▸ **RECORDS SUPPLIED**
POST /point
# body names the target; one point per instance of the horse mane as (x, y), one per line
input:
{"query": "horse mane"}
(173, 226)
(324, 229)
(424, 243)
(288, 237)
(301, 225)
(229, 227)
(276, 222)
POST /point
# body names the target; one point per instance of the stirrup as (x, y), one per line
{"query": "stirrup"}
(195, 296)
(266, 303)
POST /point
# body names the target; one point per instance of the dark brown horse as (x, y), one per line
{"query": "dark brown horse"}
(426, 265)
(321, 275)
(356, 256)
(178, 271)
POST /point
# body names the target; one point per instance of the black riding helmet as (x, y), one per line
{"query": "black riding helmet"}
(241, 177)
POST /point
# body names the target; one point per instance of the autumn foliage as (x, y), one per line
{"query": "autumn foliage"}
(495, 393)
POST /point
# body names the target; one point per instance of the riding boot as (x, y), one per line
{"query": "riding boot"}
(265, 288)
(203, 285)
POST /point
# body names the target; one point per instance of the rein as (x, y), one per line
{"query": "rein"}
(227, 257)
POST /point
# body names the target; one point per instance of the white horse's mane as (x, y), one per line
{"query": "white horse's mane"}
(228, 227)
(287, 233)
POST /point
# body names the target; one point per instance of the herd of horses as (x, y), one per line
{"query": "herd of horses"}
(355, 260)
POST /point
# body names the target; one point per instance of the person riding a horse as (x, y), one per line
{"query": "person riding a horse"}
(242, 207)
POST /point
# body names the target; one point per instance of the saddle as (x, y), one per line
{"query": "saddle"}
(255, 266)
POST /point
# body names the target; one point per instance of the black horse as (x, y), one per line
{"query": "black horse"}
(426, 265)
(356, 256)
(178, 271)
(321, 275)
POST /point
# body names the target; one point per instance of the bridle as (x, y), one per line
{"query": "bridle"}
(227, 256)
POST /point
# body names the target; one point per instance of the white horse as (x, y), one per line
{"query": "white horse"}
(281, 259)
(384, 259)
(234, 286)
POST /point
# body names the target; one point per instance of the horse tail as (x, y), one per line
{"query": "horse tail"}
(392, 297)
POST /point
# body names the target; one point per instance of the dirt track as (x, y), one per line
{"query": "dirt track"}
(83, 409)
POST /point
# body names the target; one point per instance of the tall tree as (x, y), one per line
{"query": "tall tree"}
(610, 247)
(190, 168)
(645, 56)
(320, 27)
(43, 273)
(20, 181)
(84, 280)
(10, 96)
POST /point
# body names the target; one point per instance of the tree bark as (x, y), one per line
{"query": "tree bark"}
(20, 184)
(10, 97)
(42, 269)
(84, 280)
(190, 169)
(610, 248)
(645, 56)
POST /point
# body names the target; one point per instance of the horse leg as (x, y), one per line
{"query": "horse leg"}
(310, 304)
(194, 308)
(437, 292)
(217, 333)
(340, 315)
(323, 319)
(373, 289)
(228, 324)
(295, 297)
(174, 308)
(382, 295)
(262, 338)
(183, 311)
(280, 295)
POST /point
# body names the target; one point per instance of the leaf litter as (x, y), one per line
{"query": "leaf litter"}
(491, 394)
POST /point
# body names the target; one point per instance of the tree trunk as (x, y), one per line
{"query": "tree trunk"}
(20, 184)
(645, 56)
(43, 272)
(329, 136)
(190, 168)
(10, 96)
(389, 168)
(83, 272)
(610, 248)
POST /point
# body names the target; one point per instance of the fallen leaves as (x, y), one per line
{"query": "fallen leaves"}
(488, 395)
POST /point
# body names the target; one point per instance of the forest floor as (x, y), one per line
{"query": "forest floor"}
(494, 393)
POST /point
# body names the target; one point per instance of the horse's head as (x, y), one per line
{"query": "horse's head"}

▸ **EXERCISE REQUIREMENTS**
Return only the part of the records above that opens with the line containing "tail as (x, y), one per line" and closes with the line containing "bark as (x, y), one per line", ends included.

▸ **TASK RESPONSE**
# body names the target; one point per instance of the horse tail as (x, y), one per line
{"query": "horse tail"}
(392, 297)
POST /point
# body names the target; one point per instance of the dirt track as (x, y), one per line
{"query": "dirt track"}
(83, 409)
POST /point
# body names the target; one point per instance of the tall tree as (x, y), one per line
{"query": "tall tree"}
(610, 247)
(190, 168)
(645, 56)
(320, 27)
(43, 273)
(20, 181)
(84, 280)
(10, 96)
POST /point
# body names the target; one point per instance of the tree bark as (x, y), one per line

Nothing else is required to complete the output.